§ Given request
Transcribe the material verbatim, starting with the line that contains "point: shirt cuff, one" and continuing through the last line, both ends included.

§ Data listing
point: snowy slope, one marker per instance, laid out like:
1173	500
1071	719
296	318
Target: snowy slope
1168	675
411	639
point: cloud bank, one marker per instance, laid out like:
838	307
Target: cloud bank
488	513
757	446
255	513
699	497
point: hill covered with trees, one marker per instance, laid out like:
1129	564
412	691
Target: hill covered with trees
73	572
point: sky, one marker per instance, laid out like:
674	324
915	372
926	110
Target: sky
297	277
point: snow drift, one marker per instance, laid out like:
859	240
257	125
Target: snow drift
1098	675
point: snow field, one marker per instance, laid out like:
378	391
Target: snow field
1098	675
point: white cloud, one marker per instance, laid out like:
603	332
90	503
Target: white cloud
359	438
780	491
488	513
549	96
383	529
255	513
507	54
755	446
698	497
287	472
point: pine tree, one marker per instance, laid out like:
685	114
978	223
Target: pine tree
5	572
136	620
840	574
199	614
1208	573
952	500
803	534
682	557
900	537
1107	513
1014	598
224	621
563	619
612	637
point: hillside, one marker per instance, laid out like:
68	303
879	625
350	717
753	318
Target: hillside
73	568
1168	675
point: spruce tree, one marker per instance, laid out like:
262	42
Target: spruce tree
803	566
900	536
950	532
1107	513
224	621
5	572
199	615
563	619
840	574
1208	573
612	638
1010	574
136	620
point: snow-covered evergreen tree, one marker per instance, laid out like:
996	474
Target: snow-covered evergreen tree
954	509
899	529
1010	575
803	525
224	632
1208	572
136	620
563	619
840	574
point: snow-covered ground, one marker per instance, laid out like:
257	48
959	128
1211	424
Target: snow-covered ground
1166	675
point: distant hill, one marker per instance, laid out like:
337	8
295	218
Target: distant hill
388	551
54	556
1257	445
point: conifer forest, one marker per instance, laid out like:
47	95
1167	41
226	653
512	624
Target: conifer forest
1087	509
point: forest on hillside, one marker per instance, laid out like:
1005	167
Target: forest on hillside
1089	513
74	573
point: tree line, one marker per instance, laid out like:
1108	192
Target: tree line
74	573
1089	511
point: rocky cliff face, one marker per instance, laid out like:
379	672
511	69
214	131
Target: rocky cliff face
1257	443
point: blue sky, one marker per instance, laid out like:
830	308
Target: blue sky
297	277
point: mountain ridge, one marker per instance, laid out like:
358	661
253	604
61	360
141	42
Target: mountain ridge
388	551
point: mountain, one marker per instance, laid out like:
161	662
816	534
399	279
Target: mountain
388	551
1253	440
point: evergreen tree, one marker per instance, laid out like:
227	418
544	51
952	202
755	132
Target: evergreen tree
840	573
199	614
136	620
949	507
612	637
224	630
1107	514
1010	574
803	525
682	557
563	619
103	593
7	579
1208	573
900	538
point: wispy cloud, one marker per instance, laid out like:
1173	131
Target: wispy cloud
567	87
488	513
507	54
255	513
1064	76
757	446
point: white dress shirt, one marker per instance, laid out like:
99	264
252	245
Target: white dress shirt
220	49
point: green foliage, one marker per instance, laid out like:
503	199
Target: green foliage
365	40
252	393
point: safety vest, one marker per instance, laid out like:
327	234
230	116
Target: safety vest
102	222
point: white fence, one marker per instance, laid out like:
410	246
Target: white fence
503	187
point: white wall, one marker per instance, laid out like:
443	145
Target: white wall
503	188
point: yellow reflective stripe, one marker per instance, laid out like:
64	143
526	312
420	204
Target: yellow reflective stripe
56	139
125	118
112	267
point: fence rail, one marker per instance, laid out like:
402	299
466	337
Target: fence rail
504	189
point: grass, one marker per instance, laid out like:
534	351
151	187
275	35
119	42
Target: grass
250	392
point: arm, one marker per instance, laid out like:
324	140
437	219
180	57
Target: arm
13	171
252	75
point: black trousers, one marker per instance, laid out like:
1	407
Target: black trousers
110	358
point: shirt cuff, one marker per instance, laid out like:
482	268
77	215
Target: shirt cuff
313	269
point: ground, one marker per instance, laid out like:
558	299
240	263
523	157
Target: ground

§ Response to the exercise
point: shirt cuff, one marker per instance, laid out like:
482	268
77	215
Target: shirt cuff
313	269
point: ground, one marker per instance, laid out like:
558	299
240	263
523	157
Target: ground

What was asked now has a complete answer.